Nationals power through rain delay, come back against Phillies

WASHINGTON -- Daniel Murphy's two-run single drove in the tying and go-ahead runs in the eighth inning and the Washington Nationals rallied past the Philadelphia Phillies 8-6 on Sunday night to salvage the finale of the three-game series.

Anthony Rendon homered and doubled, Bryce Harper tied a career high with three doubles and Michael A. Taylor and Murphy each had three singles in a game that was delayed 38 minutes by rain in the bottom of the fourth inning.

Rhys Hoskins and Nick Williams homered for the Phillies, who had won three straight.

Pinch hitter Brian Goodwin led off the eighth with a walk against Victor Arano. With one out, right-hander Seranthony Dominguez (1-2) came on to face Harper, who doubled to right, with Goodwin stopping at third.

After Rendon grounded out, Juan Soto was intentionally walked and Murphy lined a 1-2 pitch to shallow right. Taylor's single made it 8-6.

Ryan Madson (2-3) pitched the eighth inning, and Sean Doolittle finished it for his 21st save.

The Phillies took a 6-2 lead in the fifth on a two-run triple by Odubel Herrera and a two-run homer by Williams.

**Stated exercise A:** Copy out, word for word, the records from the line containing "of the dark" through the line containing "column 168, row 485", both of those lines included.

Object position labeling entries
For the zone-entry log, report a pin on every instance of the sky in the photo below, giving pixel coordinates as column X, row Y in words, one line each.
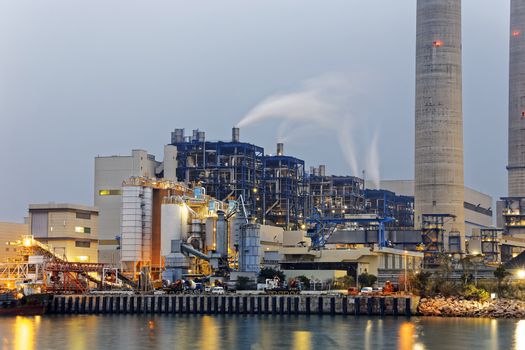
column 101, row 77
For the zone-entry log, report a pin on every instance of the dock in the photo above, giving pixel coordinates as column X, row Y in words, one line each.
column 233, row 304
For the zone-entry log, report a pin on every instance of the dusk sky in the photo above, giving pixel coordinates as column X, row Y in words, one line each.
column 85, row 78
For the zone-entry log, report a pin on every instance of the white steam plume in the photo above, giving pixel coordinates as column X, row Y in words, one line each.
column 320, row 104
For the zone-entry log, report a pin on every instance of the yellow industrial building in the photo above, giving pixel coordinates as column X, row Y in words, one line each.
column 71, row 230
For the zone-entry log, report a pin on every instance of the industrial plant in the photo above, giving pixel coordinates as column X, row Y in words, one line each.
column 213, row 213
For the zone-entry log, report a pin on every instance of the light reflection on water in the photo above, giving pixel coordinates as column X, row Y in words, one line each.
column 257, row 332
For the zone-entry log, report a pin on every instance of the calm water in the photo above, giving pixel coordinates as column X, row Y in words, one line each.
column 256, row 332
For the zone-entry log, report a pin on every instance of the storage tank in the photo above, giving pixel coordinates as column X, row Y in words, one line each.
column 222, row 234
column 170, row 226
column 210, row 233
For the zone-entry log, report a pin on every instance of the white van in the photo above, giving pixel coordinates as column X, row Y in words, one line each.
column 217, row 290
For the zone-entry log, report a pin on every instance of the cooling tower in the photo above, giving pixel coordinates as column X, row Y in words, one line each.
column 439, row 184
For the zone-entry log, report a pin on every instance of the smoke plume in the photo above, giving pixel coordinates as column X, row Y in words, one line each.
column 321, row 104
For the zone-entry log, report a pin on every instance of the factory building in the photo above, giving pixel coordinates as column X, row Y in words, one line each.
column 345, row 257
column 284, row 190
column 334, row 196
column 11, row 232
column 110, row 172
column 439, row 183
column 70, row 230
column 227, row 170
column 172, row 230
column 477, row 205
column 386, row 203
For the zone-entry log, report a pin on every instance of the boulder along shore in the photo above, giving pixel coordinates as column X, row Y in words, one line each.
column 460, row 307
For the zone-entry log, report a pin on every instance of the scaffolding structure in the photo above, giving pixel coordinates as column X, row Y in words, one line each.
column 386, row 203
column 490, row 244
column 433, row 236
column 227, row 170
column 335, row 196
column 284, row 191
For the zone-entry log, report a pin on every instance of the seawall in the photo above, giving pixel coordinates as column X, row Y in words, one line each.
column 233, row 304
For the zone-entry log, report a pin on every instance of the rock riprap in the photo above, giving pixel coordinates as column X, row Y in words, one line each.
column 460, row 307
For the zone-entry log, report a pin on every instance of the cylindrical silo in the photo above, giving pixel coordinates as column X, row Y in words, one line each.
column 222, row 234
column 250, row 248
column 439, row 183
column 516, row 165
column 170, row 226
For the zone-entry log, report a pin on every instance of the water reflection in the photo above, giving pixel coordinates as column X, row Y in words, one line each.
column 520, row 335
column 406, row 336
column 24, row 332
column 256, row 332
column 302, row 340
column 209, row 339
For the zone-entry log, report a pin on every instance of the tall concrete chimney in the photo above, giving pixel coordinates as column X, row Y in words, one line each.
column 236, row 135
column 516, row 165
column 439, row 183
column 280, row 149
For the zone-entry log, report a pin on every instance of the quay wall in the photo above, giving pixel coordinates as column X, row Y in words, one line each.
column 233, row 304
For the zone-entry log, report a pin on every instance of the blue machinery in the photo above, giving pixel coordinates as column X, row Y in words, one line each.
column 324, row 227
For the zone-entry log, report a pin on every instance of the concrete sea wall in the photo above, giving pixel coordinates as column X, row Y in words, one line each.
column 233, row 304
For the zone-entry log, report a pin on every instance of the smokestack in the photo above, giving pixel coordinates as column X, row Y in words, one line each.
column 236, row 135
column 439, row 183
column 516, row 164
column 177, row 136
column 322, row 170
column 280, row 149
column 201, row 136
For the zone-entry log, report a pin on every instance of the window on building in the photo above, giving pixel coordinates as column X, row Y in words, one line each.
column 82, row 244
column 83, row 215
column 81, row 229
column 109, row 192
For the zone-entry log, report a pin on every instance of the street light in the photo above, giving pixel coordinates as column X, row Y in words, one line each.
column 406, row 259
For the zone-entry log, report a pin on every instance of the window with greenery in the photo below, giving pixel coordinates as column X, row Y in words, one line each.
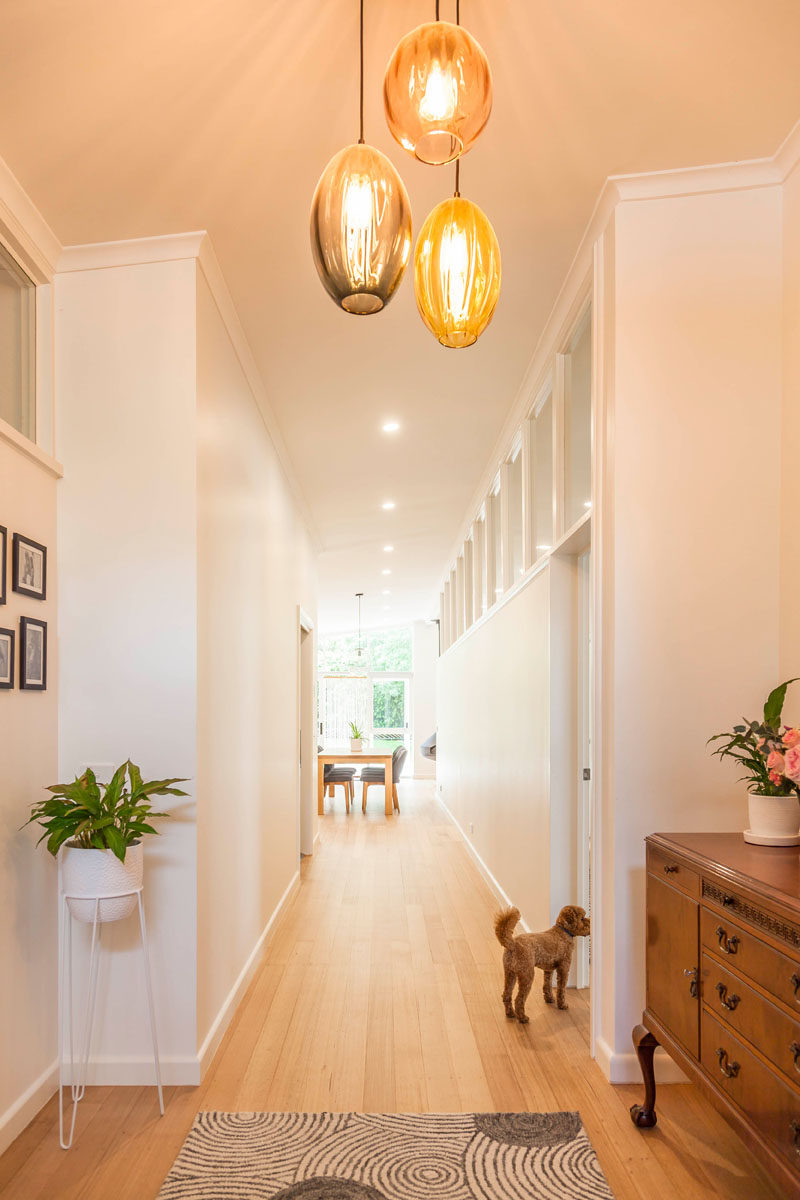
---
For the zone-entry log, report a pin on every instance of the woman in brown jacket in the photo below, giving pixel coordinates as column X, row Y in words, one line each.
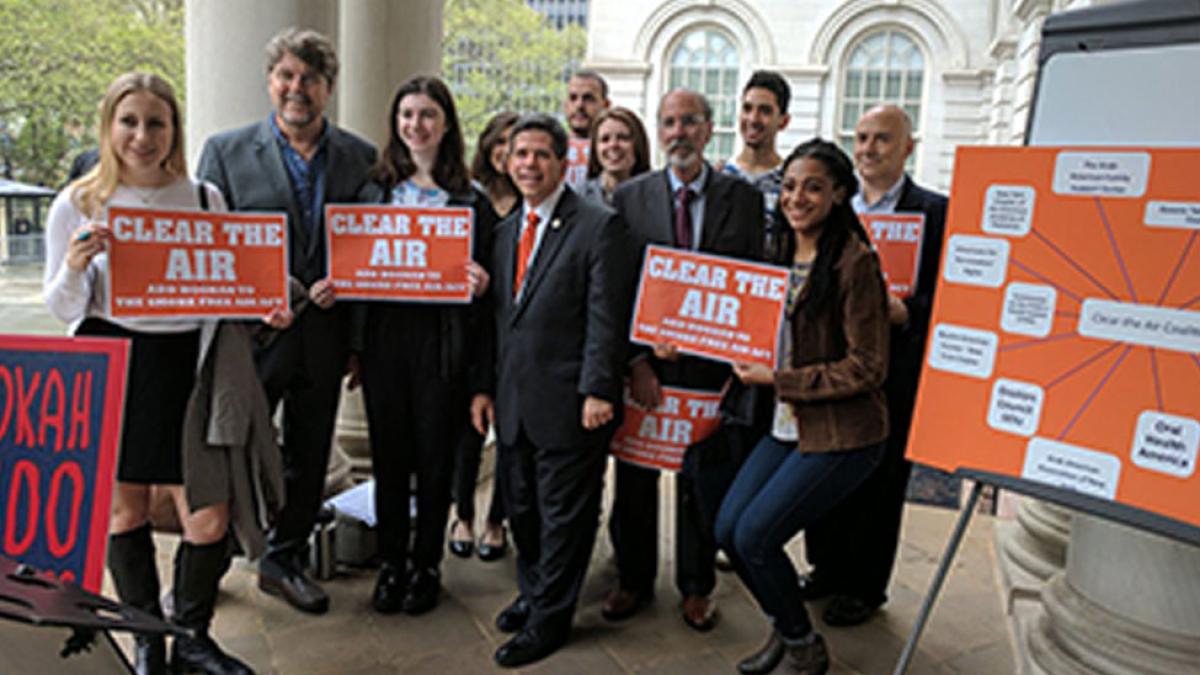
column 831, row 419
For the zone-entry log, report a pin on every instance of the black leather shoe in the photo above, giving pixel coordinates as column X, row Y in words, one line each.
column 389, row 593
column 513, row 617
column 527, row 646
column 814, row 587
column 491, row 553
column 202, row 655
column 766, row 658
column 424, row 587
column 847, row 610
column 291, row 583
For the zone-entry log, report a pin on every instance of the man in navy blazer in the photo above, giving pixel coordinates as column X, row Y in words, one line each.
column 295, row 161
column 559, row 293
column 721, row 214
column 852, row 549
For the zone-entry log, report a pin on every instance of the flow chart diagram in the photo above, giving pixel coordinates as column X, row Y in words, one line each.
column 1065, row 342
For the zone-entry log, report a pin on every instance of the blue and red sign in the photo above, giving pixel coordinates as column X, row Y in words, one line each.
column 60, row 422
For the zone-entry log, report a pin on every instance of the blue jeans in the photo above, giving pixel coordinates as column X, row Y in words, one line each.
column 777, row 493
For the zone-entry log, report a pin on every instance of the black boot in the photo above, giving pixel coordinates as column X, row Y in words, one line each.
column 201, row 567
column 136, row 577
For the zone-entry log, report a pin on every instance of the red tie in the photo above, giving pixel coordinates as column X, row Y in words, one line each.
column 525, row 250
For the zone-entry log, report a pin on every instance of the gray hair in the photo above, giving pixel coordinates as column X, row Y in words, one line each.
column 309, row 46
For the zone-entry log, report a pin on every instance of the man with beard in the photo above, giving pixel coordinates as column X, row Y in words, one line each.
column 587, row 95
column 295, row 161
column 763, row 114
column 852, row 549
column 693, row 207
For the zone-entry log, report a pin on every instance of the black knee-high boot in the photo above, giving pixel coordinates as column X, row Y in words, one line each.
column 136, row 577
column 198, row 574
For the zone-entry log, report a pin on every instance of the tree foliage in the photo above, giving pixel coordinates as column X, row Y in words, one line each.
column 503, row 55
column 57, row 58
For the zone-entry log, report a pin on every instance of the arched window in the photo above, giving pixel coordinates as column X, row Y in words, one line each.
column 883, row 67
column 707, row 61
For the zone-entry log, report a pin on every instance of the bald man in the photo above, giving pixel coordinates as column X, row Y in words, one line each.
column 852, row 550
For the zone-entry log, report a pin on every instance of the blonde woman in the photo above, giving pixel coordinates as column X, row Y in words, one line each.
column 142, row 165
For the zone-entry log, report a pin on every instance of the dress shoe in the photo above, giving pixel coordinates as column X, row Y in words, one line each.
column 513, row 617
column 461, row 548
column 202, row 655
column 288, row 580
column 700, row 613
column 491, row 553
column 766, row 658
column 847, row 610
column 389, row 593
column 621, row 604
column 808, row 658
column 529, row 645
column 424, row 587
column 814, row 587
...
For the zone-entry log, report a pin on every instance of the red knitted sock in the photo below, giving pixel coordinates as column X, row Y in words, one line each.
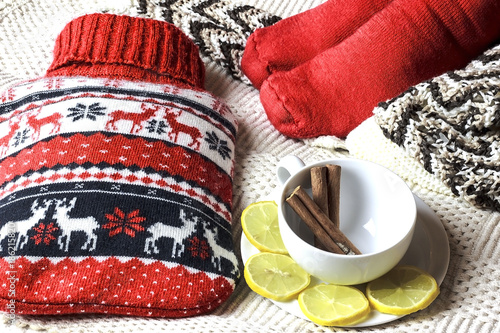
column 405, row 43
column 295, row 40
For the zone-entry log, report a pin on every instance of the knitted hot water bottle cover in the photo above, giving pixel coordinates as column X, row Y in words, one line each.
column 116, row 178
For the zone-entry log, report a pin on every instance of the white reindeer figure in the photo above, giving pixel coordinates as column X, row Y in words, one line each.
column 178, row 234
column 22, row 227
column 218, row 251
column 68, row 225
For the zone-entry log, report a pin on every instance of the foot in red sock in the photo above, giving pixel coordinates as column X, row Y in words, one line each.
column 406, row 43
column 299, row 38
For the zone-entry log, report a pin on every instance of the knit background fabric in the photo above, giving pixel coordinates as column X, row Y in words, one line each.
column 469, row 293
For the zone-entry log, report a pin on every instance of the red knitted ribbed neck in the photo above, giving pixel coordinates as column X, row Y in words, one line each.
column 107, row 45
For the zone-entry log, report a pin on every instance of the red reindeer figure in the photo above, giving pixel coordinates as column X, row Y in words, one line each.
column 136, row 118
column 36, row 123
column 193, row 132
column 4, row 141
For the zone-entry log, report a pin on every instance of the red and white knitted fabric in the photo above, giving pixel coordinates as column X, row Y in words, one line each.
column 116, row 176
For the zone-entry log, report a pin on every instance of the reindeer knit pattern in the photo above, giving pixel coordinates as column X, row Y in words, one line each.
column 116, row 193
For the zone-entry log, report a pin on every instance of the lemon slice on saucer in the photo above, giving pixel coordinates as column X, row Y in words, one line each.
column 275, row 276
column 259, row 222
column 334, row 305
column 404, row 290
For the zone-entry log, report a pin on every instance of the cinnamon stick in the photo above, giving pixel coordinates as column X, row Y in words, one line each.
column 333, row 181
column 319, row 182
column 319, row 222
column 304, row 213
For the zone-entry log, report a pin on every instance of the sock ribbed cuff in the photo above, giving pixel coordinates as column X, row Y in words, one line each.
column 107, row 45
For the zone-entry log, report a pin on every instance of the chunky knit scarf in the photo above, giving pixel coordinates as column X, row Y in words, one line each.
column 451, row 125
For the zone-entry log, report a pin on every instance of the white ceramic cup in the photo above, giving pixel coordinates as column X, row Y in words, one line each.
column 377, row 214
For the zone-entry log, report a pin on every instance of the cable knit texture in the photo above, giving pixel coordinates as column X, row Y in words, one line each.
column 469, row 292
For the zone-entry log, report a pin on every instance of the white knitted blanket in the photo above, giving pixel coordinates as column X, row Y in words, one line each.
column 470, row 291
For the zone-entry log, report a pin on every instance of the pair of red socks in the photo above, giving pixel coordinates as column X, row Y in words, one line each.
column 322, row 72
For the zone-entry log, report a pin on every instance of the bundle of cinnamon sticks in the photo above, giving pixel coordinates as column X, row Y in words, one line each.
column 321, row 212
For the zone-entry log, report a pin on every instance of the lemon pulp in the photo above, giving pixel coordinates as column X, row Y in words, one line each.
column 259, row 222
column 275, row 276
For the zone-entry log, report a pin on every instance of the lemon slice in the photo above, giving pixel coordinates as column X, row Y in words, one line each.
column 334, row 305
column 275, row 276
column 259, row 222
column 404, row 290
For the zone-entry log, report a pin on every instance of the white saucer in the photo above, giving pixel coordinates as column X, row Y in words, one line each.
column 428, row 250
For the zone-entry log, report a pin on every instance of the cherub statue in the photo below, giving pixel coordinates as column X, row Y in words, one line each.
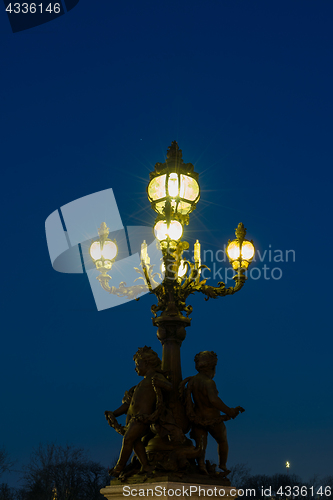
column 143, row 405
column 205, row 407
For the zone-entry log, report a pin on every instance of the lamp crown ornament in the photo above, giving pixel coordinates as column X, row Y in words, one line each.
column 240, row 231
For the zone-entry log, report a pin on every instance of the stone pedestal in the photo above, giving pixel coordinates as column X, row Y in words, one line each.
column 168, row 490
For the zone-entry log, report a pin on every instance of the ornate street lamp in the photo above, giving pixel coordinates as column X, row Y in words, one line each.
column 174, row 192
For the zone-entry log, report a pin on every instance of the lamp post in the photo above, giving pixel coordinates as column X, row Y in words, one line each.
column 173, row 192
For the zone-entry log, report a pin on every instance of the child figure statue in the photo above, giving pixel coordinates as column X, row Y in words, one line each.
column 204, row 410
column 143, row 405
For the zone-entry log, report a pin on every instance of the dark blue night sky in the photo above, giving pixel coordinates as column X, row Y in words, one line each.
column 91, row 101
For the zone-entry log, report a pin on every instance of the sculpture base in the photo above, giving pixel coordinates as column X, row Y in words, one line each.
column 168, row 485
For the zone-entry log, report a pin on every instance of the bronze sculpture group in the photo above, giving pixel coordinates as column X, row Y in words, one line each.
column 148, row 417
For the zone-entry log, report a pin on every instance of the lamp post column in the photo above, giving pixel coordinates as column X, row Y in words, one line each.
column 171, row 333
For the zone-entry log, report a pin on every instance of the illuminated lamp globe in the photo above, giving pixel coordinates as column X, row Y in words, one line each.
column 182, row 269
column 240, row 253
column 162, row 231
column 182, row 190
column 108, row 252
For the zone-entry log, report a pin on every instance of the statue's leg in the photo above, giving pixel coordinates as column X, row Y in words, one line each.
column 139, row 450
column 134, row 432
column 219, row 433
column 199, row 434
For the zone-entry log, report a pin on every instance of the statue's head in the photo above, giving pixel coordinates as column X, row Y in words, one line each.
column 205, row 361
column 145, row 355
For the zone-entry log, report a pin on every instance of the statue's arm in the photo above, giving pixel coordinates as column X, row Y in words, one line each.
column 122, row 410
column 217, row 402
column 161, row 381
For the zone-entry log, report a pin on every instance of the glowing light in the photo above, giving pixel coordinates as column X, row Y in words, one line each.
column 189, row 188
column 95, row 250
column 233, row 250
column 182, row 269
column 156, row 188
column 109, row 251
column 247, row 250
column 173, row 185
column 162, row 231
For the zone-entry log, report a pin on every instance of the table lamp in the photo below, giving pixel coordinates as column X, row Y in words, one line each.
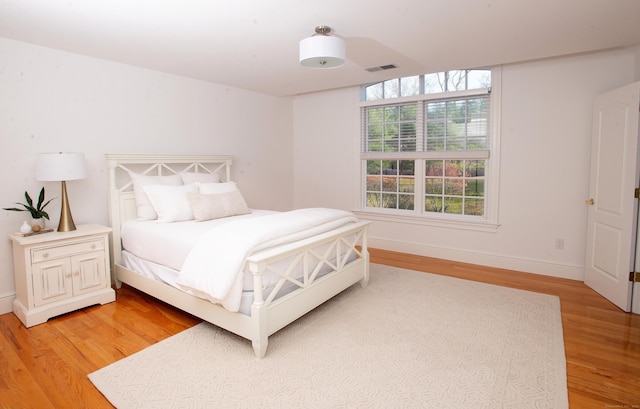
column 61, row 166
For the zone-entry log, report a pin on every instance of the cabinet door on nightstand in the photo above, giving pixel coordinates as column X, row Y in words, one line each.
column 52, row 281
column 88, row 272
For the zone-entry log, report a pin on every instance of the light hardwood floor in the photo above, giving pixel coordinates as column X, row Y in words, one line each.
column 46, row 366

**Stated exercise B:** For each statement below, say yes or no according to the Nationals-Phillies game report, and quote the exact words from the report that decide it. (i) The game was held up by rain for 38 minutes. (ii) Murphy's tying and go-ahead hit came in the seventh inning. (iii) Sean Doolittle recorded his 21st save.

**Written reply A:**
For the zone-entry log, report a pin on every instance of the dark blue night sky in the photo above, giving pixel coordinates as column X, row Y in words, one line each.
column 91, row 101
For the zone-entry log, report a pin on every instance of the sculpture base in the photo above, giving pixel coordinates as column X, row Y in words, one line each.
column 168, row 485

**Written reply B:**
(i) Yes: "delayed 38 minutes by rain in the bottom of the fourth inning"
(ii) No: "drove in the tying and go-ahead runs in the eighth inning"
(iii) Yes: "Sean Doolittle finished it for his 21st save"